* _PAGE EXTRACT_:
____
The burgeoning enthusiasm surrounding artificial intelligence is bordering on speculative mania, according to Meredith Whittaker, CEO of encrypted messaging app Signal. In an interview with Der Spiegel, Whittaker expressed concerns that the current industry valuation and development trajectory constitute a bubble, characterizing the prevailing atmosphere as “more show than substance.
Whittaker, also co-founder of the AI Now Institute at New York University, highlighted what she termed “circular investments” fueling the hype. She specifically pointed to the proposed $100 billion investment by Nvidia into OpenAI, the developer of ChatGPT, coupled with OpenAI’s subsequent reliance on Nvidia’s chips. This cycle, she argues, echoes the dynamics of the dot-com bubble, creating a self-perpetuating cycle of inflated expectations and financial commitments. Signal, she affirmed, has no current plans to develop its own AI technology.
____
* _MATERIAL SHOWN_:
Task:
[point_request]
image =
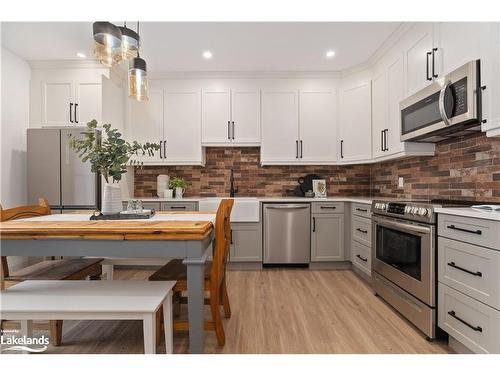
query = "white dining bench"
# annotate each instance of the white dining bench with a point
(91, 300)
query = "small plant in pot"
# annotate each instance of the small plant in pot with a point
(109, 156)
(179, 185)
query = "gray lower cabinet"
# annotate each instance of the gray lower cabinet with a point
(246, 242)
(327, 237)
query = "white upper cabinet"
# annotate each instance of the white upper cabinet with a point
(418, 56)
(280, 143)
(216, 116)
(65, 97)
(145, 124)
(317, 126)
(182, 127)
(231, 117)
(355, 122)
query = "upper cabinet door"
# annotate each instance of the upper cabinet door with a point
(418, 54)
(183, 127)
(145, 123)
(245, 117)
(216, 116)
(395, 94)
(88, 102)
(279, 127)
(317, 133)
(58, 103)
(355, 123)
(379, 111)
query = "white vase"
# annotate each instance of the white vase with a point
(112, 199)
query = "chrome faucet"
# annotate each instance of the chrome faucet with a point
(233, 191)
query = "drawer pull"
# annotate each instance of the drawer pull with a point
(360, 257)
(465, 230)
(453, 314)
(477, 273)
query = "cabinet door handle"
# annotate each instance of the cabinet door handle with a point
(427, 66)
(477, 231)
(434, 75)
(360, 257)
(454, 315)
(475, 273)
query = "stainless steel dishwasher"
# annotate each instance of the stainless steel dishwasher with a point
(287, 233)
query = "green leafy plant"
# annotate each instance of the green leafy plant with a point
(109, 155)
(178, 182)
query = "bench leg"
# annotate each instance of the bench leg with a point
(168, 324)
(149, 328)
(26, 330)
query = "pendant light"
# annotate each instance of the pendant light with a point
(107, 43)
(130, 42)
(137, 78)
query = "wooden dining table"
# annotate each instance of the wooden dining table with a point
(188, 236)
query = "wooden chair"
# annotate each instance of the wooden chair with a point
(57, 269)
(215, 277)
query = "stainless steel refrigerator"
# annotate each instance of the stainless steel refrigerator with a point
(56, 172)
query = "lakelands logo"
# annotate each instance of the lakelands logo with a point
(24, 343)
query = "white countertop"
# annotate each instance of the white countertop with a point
____
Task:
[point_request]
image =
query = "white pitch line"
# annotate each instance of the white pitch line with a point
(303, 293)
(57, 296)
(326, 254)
____
* _TASK SET_:
a: Rewrite the paragraph of the Signal CEO article that begins "Whittaker, also co-founder" as a short bulleted list that keeps its main facts.
b: According to the Signal CEO article, what is the size of Nvidia's proposed investment in OpenAI?
c: Carry on writing the article about Signal CEO Meredith Whittaker's warning of an AI bubble, starting after its last sentence.

* _RESPONSES TO THE TASKS_:
a:
- Whittaker also co-founded the AI Now Institute at New York University.
- She says "circular investments" are fueling the AI hype.
- Her example: Nvidia's proposed $100 billion investment in OpenAI, ChatGPT's developer, while OpenAI relies on Nvidia's chips.
- She argues this cycle echoes the dot-com bubble and drives a self-perpetuating loop of inflated expectations and financial commitments.
- Signal has no current plans to develop its own AI technology.

b: $100 billion.

c:
Beyond the financial aspects, Whittaker voiced serious anxieties regarding the accelerating development of AI agents and their automation capabilities. She warns that these advancements pose a significant “existential threat” to both cybersecurity and individual privacy. The requirement for these AI assistants to access vast quantities of personal data across numerous apps to be genuinely useful is, she states, “extremely worrying.
The proliferation of AI agents, Whittaker argues, dramatically expands the attack surface for malicious actors, potentially undermining the security of systems. She explicitly warned that the emergence of these advanced AI programs could make it increasingly difficult, if not impossible, for Signal to maintain its commitment to app-level security. This situation raises fundamental questions about the unchecked expansion of AI and its potential to compromise the secure digital spaces individuals rely upon.